- [Task details] Write out every line of the records again, requests included, scaling each x and y coordinate in the answers by 0.25 and rounding to the nearest whole number, with halves rounded up.

--- Data lines ---

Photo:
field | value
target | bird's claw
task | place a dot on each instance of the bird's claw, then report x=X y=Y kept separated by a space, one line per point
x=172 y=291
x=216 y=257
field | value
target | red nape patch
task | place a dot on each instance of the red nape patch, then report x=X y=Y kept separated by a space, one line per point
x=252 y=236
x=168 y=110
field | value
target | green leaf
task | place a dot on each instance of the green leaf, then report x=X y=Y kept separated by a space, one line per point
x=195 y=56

---

- [Response below]
Photo:
field | value
target | bird's claw
task | place a dot on each instance of the bird's claw, then report x=X y=Y kept separated by a space, one line per point
x=43 y=73
x=54 y=64
field | value
target | red nape patch
task | place a dot on each instance of the red nape patch, then report x=X y=Y kept separated by a space, one line per point
x=63 y=59
x=42 y=28
field | value
target | green leaf
task | place a dot on each instance of the green leaf, then report x=X y=Y kept separated by a space, one line per point
x=49 y=14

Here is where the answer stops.